*WHAT TO DO*:
Return the records that follow unaltered. Omit every picture.

*RECORDS PROVIDED*:
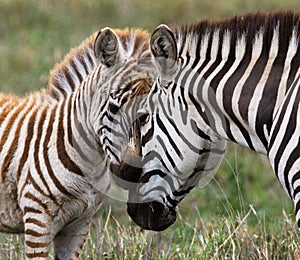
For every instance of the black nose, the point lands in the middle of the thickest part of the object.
(151, 215)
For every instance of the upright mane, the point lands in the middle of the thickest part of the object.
(248, 25)
(81, 61)
(69, 73)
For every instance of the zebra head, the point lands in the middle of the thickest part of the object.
(178, 147)
(124, 81)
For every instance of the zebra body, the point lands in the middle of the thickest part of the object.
(55, 144)
(237, 80)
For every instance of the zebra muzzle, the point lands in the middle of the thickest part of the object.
(151, 215)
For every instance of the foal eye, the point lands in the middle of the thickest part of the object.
(143, 118)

*TASK RESPONSE*:
For every instance of the black nose, the point lands in the middle of the thickest part of the object.
(151, 215)
For every instance of the upright mane, the point lands in the middle of the thickest part of the object.
(248, 25)
(81, 61)
(69, 73)
For every instance of the zebra head, the point lands in the middle of the thickest part of the object.
(178, 147)
(124, 81)
For every instance of the zebra body, the point lands in the middle of the thickest part of the object.
(55, 144)
(237, 80)
For every instance of the zebra muzzle, the point lands in the middle of the thickest part of the object.
(151, 215)
For every instance of the foal eye, the point lands in the middle of the thickest part of the object.
(143, 118)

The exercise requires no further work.